En outre, emprunter cet itinéraire bis semble une très mauvaise idée, car, si le service des archives peut autoriser la consultation de la base de données, en revanche, il ne peut autoriser la réutilisation des données. Or toute recherche sur une base de données mobilise, par définition, un traitement de ces données par data mining, ce qui équivaut à une réutilisation.

Nous avons adopté, à l’article 4, le principe suivant lequel ne peuvent être réutilisées que les données communicables à tous, ce qui ne sera pas le cas, par définition, de la base de données en cause. L’itinéraire bis semble donc bouché par ce que nous avons voté.

Madame la secrétaire d’État, je comprends certes le but que vous recherchez par cet amendement. J’ai cherché une solution ; néanmoins, son dépôt très tardif ne nous a laissé que peu de temps pour ce faire. Je n’en ai pas trouvé ; il semble en fait qu’il n’y en ait pas. Il faut selon moi revoir l’ensemble du système que vous proposez. Manifestement, le projet n’est pas mûr et mérite un réexamen complet.

- - -

▸ **OBJECTIF DE L'EXERCICE**
Recopiez fidèlement le passage de l'extrait ci-dessus qui va de « En outre, emprunter » jusqu'à « à une réutilisation. » inclus.

- - -

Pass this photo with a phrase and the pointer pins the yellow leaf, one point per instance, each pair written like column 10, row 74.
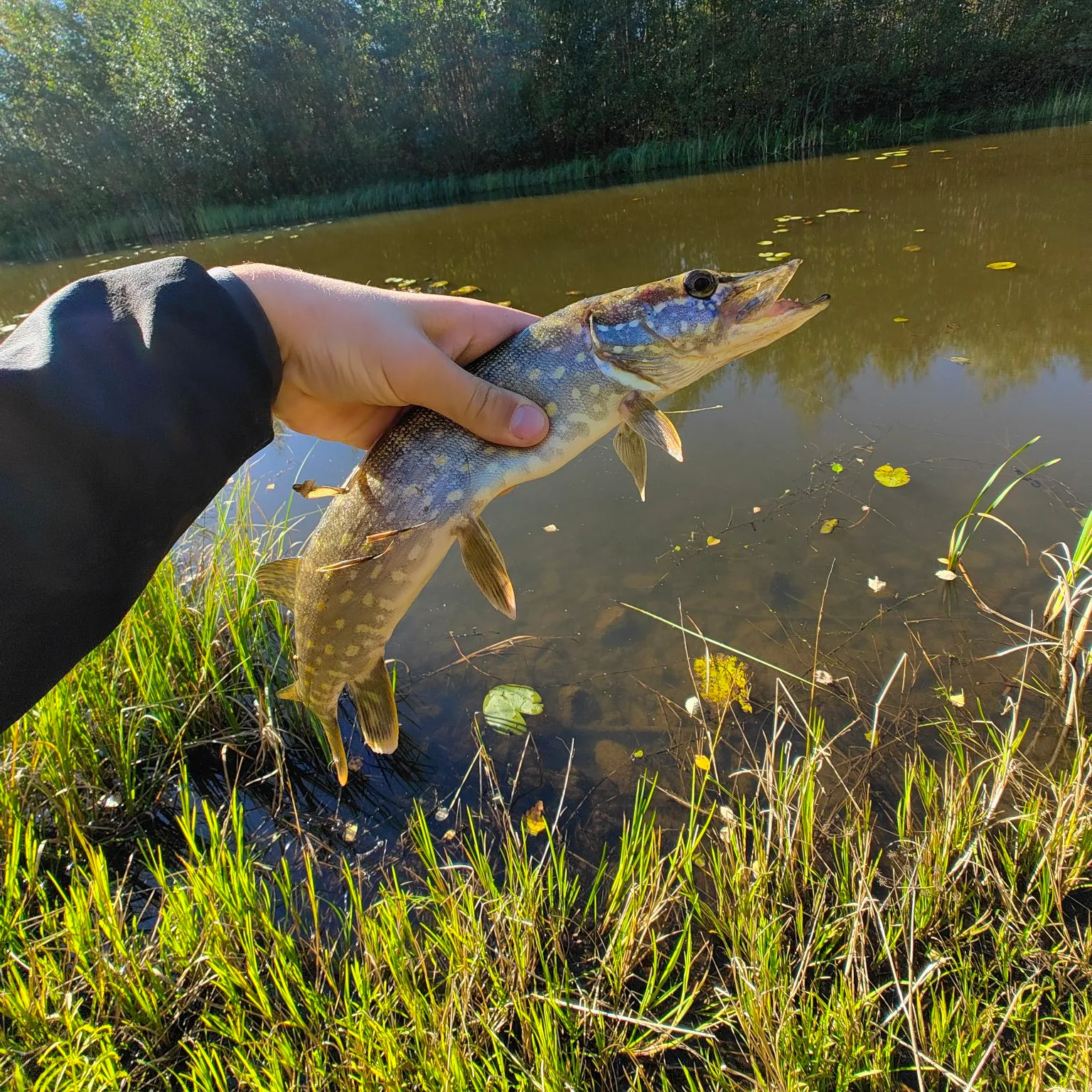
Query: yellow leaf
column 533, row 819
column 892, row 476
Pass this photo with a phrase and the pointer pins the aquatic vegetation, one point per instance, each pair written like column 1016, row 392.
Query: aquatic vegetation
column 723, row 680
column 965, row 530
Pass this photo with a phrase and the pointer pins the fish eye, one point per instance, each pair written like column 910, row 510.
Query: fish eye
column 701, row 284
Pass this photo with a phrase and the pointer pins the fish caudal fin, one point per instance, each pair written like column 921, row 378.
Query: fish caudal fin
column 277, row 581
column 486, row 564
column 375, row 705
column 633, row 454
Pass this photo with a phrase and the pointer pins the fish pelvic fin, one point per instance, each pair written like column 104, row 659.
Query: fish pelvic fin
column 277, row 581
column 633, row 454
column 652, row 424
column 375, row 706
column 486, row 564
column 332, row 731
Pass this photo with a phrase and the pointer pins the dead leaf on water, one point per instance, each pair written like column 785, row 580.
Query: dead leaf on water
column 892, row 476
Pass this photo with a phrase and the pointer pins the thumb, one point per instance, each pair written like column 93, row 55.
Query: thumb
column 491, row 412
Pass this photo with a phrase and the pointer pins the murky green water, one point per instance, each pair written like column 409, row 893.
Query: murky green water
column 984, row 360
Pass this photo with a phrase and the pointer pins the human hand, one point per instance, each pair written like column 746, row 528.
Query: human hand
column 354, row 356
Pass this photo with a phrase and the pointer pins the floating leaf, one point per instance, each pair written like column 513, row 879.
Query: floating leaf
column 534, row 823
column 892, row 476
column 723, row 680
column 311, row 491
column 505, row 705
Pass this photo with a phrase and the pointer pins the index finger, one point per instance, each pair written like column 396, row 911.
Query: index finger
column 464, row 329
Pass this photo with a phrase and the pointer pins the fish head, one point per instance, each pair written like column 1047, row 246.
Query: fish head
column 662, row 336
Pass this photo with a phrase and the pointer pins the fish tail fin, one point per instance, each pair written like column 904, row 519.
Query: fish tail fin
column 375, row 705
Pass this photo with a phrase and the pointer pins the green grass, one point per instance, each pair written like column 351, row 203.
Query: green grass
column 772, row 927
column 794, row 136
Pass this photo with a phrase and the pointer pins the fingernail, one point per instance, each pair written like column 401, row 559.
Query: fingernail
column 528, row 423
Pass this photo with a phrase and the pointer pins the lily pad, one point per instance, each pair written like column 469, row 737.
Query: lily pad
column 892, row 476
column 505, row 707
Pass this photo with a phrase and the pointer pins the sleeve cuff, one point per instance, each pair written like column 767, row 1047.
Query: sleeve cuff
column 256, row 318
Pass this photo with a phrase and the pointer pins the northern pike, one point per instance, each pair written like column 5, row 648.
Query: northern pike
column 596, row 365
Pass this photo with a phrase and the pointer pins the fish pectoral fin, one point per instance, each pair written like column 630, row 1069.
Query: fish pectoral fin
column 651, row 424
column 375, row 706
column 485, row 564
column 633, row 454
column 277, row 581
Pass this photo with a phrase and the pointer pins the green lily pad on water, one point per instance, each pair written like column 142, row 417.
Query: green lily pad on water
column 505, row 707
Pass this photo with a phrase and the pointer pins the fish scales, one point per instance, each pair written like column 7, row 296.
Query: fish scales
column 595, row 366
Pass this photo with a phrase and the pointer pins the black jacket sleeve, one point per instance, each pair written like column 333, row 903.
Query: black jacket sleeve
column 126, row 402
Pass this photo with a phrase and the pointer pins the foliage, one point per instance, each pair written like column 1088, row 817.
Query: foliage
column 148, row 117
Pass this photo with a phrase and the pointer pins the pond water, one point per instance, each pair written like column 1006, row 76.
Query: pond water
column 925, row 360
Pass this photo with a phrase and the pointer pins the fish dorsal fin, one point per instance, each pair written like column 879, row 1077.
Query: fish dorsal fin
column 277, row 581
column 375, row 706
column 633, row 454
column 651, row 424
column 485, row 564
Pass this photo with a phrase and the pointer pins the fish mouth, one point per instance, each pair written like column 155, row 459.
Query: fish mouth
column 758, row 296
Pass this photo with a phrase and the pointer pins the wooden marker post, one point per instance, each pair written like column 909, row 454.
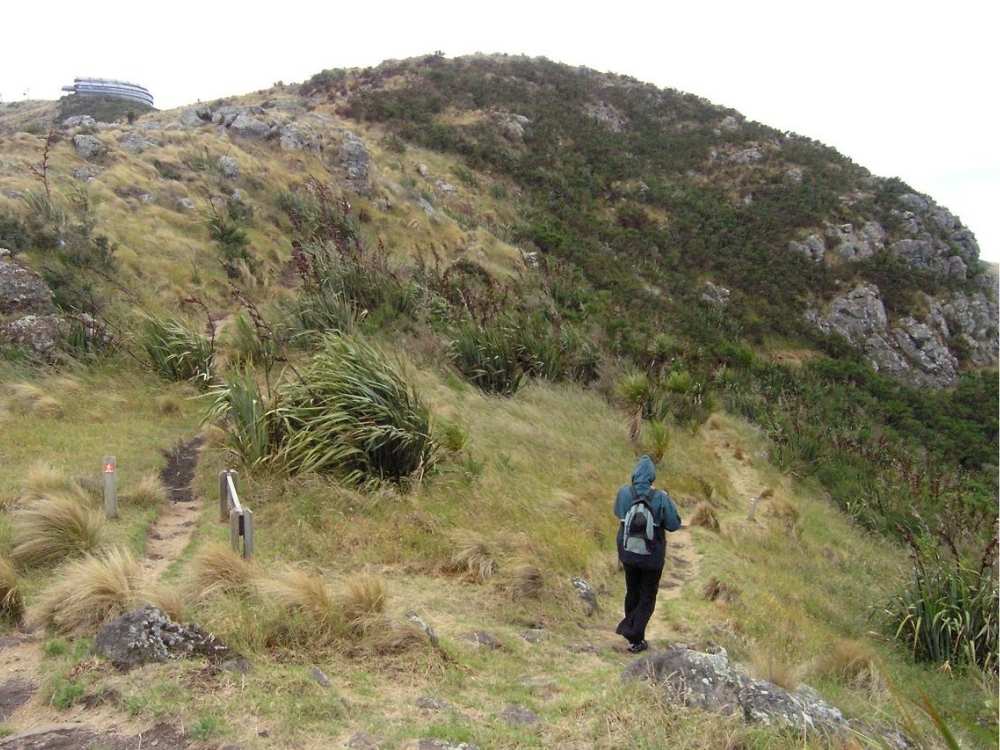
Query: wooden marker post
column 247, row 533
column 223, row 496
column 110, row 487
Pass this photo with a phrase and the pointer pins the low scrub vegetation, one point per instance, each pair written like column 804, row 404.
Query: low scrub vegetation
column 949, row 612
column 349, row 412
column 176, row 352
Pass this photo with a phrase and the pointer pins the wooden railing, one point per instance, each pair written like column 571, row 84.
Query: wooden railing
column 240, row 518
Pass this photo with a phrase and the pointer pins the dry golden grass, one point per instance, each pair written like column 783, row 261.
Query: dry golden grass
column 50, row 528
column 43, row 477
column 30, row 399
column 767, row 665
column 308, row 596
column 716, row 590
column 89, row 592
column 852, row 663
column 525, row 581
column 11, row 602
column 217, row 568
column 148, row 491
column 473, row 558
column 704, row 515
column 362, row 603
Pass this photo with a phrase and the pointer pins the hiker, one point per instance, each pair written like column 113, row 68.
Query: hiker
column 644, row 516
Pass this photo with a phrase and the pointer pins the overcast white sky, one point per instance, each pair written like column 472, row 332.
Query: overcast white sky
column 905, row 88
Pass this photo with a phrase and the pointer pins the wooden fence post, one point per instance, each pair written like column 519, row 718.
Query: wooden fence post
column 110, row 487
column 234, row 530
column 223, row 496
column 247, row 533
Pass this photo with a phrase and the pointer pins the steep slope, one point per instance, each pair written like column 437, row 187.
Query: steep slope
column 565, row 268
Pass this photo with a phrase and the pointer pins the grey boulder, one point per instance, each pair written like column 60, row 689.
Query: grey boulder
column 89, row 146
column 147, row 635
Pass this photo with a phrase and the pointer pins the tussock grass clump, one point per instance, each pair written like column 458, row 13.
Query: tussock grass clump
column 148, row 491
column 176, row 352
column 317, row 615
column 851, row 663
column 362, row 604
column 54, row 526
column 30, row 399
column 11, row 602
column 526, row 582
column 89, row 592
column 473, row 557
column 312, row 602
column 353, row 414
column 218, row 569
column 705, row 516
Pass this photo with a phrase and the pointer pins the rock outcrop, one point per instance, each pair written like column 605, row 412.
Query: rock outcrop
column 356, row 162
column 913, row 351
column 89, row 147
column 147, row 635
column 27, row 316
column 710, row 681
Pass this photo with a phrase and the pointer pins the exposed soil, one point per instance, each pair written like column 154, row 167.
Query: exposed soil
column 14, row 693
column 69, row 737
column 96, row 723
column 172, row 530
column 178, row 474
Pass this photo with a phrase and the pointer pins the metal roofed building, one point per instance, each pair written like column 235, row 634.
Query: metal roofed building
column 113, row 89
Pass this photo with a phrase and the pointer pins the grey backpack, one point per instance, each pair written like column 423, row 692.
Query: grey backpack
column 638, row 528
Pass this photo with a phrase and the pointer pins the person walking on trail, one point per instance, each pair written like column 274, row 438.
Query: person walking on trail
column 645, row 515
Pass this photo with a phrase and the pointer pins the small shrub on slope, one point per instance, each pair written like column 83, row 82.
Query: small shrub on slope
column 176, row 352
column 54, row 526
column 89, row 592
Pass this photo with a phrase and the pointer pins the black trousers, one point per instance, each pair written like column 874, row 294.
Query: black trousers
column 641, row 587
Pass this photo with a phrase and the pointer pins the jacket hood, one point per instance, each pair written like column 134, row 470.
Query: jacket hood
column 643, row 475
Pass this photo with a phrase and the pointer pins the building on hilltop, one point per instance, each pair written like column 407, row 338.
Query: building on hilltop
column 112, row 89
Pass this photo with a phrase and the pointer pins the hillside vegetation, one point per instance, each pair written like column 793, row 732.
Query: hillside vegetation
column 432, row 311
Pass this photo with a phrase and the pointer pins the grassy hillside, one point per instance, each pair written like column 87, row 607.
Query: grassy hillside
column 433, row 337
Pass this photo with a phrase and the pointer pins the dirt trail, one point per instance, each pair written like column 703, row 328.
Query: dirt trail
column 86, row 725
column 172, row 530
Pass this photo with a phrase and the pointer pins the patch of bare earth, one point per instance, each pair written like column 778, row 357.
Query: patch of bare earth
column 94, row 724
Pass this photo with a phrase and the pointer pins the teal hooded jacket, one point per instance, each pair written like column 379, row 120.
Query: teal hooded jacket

- - -

▸ **RÉPONSE RÉDIGÉE**
En outre, emprunter cet itinéraire bis semble une très mauvaise idée, car, si le service des archives peut autoriser la consultation de la base de données, en revanche, il ne peut autoriser la réutilisation des données. Or toute recherche sur une base de données mobilise, par définition, un traitement de ces données par data mining, ce qui équivaut à une réutilisation.